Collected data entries
┌────────
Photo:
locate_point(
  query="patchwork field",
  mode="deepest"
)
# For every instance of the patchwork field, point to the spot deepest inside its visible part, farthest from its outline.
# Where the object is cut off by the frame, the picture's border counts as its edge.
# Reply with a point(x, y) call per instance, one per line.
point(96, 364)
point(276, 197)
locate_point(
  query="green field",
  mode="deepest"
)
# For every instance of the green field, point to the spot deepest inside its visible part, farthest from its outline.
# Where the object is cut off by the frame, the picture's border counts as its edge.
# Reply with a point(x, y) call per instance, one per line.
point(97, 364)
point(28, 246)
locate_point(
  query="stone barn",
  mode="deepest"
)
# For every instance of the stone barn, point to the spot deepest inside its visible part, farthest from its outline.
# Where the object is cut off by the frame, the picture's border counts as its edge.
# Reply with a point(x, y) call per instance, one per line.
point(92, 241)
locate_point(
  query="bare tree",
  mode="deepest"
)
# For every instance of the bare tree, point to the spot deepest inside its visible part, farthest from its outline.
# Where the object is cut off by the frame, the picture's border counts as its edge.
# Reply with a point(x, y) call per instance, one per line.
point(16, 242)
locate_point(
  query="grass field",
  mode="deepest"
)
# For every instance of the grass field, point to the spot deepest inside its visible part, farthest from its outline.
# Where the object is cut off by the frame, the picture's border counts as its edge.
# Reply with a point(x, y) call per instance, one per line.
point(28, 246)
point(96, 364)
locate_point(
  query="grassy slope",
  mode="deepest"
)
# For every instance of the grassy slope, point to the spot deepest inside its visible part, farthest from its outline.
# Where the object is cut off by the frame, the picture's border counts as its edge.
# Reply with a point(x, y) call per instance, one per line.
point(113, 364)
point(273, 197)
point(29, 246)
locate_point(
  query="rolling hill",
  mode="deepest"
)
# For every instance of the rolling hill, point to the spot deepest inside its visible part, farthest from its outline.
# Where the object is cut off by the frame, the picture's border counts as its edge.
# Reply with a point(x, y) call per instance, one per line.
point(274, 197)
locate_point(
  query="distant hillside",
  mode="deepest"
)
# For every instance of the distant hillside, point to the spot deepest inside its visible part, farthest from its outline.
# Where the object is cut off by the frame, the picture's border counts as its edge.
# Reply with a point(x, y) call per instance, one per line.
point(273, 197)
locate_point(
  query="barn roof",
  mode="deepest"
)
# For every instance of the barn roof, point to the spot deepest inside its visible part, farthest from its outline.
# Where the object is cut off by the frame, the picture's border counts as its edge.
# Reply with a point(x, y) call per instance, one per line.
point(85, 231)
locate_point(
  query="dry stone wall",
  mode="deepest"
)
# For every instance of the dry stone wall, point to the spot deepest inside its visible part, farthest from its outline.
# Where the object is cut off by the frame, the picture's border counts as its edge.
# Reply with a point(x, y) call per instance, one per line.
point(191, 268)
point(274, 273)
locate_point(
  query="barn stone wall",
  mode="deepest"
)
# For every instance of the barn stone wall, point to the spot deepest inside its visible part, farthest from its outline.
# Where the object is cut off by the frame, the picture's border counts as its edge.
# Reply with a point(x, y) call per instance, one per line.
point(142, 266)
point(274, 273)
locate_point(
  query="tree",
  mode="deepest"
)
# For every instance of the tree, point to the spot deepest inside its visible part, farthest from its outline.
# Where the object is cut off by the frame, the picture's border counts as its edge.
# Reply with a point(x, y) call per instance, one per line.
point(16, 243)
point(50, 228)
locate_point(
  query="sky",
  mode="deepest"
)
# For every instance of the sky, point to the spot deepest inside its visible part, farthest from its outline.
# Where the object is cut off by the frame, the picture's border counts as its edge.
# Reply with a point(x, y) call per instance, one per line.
└────────
• YOUR TASK: Copy all of the data above line for line, making no changes.

• SOLUTION:
Photo:
locate_point(
  query="patchwork field",
  mode="deepest"
)
# For every instance of the patchwork field, point to the spot deepest inside its visible part, farthest from its outline.
# Where the object is cut off by the frame, the picture's border counts as its edge.
# Reply with a point(x, y) call per instance, one per line.
point(96, 364)
point(276, 197)
locate_point(
  query="green field",
  mode="deepest"
)
# For every instance of the green field, point to the spot deepest inside its visible part, farthest from its outline.
# Where the object is cut off by the frame, the picture's border counts as its edge.
# Reply with a point(x, y) call per instance, one per line.
point(97, 364)
point(28, 246)
locate_point(
  query="stone barn",
  mode="deepest"
)
# For every instance of the stone barn, point to the spot deepest inside its visible part, farthest from its outline.
# Where the object is cut off by the frame, the picture's border counts as its edge.
# Reply with a point(x, y) call per instance, one per line.
point(92, 241)
locate_point(
  query="bare tree",
  mode="deepest"
)
# For every instance of the bare tree, point to the spot deepest inside its visible part, farthest from its outline.
# Where the object is cut off by the frame, the picture's border counts as its edge.
# Reply with a point(x, y) call per instance, one per line.
point(16, 242)
locate_point(
  query="grass field",
  mode="deepest"
)
# For every instance of the grass field, point to the spot deepest inside its visible part, farthest from its outline.
# Where the object is cut off by the frame, the picture's border counts as its edge.
# Reply with a point(x, y) call per instance, one per line.
point(28, 246)
point(96, 364)
locate_point(
  query="grassy slope",
  mode="deepest"
)
# For every instance of the grassy slope, point to the spot deepest inside its visible part, farthest from its outline.
# Where the object is cut off by the frame, the picture's border counts as its edge.
# Reply with a point(x, y) call per instance, one per line.
point(113, 364)
point(273, 197)
point(29, 246)
locate_point(
  query="rolling hill",
  mode="deepest"
)
# For every instance of the rolling hill, point to the spot deepest inside its visible part, farthest from its outline.
# Where the object is cut off by the frame, the picture's border counts as its edge.
# Reply with a point(x, y) call per instance, one per line.
point(274, 197)
locate_point(
  query="distant hillside",
  mode="deepest"
)
# For every instance of the distant hillside, point to the spot deepest inside its visible part, farthest from its outline.
# Where the object is cut off by the frame, the picture's border counts as its edge.
# Reply with a point(x, y) call per instance, one per line.
point(273, 197)
locate_point(
  query="barn roof",
  mode="deepest"
)
# For every instance of the barn roof, point to the spot deepest inside its visible part, farthest from its outline.
# Where the object is cut off by the frame, the picture's border counts as its edge.
# Reply with a point(x, y) call per instance, one per line.
point(85, 231)
locate_point(
  query="dry stone wall",
  mode="deepest"
)
# For every instance of the dry stone wall, point to the spot deepest inside its visible part, farthest from its outline.
# Where the object is cut off by the frame, the picture's border counts as its edge.
# Reply with a point(x, y) call per instance, one per line.
point(191, 268)
point(274, 273)
locate_point(
  query="barn stone wall",
  mode="deepest"
)
# For every instance of the barn stone wall, point to the spot deepest inside its visible part, farthest from its outline.
# Where the object is cut off by the frame, the picture's border counts as its edge.
# Reply with a point(x, y) call per instance, one per line.
point(142, 266)
point(274, 273)
locate_point(
  query="tree",
  mode="deepest"
)
# For every instance of the tree, point to the spot deepest inside its visible part, farthest from its outline.
# Where the object is cut off by the frame, the picture's border counts as its edge.
# Reply with a point(x, y) call per instance, one per line.
point(16, 243)
point(50, 228)
locate_point(
  query="sky",
  mode="deepest"
)
# For every instance of the sky, point to the spot deepest inside its visible part, farthest from its outline.
# Where the object is cut off by the frame, the picture's border counts as its edge.
# Reply with a point(x, y) call per instance, one per line.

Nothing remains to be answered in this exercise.